## The task
Give back the listing below line for line and unchanged, but leave out the picture.

## Given information
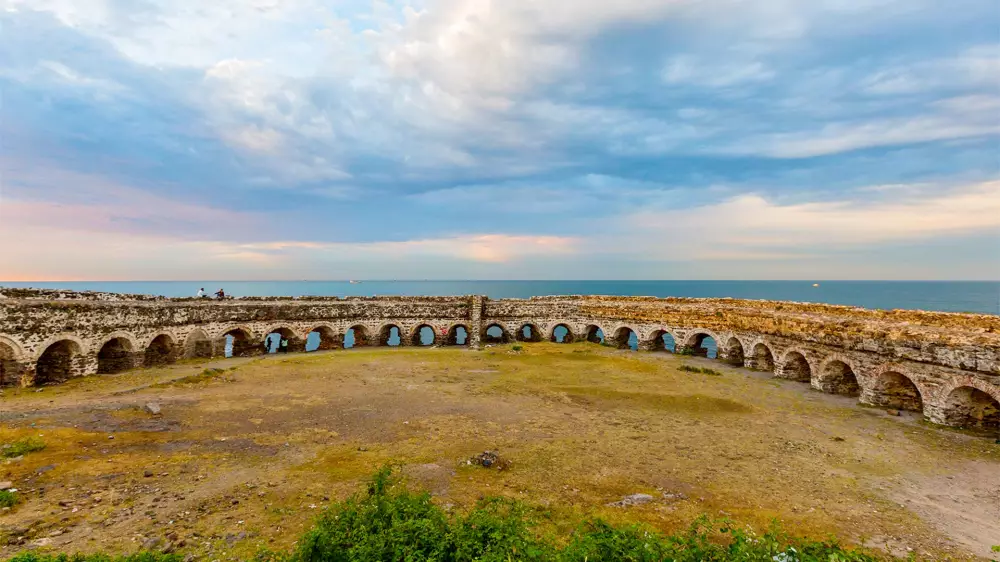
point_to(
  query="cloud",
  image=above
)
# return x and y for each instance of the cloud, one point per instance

## Task output
point_to(
  query="cloud",
  image=above
)
# return x and y for each instance of the cloud, one point per instance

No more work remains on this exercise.